##### EXCERPTED TEXT #####

Appeared on Mersey Kennels Web Page
Prepared by Jennifer Tomes
Von Willebrand's disease is a bleeding disorder common in a number of breeds, including Manchester Terriers (both standards and toys), Doberman Pinschers, Scottish Terriers, and Shetland Sheepdogs. Affected dogs can bleed to death from relatively minor injuries because their blood does not clot properly as a result of a deficiency or dysfunction of von Willebrand factor (vWF), a plasma protein. The prevalence and severity of the disorder depends on the breed of dog. Little information is available that deals specifically with Manchester Terriers, but they do not appear to be as severely affected as some other breeds. Information provided by VetGen (a company that provides tests for vWD) indicates that approximately 59% of the Manchester Terriers genetically tested to date are clear of vWD, 35% are carriers and 6% are affected with the disorder.

#####

◆ THINGS TO DO
(a) In the text on von Willebrand's disease, what share of the Manchester Terriers genetically tested so far are carriers, according to VetGen's figures?
(b) Condense the paragraph of the von Willebrand's disease text that begins "Von Willebrand's disease is a bleeding disorder" into a short bulleted list that keeps its main facts.

##### LISTED ENTRIES #####

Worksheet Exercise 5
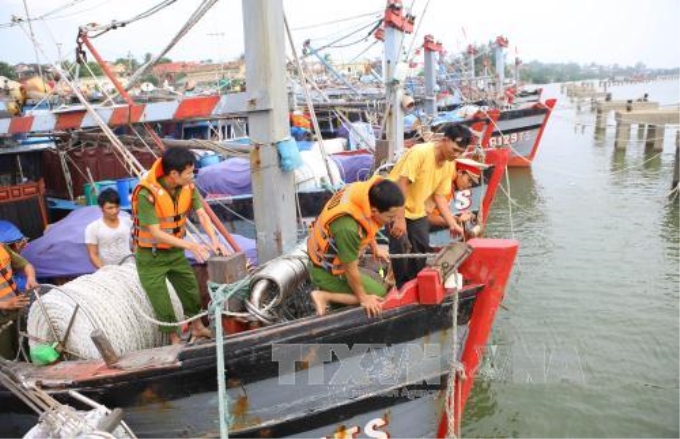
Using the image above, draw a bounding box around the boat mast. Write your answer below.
[242,0,297,264]
[423,35,442,117]
[494,36,508,96]
[383,0,414,160]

#####

◆ TASK-BY-TASK RESULTS
(a) About 35% are carriers.

(b)
- Von Willebrand's disease (vWD) is a bleeding disorder common in several breeds, including Manchester Terriers (standards and toys), Doberman Pinschers, Scottish Terriers, and Shetland Sheepdogs.
- A deficiency or dysfunction of von Willebrand factor (vWF), a plasma protein, keeps the blood from clotting properly, so affected dogs can bleed to death from fairly minor injuries.
- How common and how severe the disorder is depends on the breed.
- Little information deals specifically with Manchester Terriers, but they do not seem as severely affected as some other breeds.
- VetGen, a company that tests for vWD, reports that of the Manchester Terriers tested so far, about 59% are clear, 35% are carriers, and 6% are affected.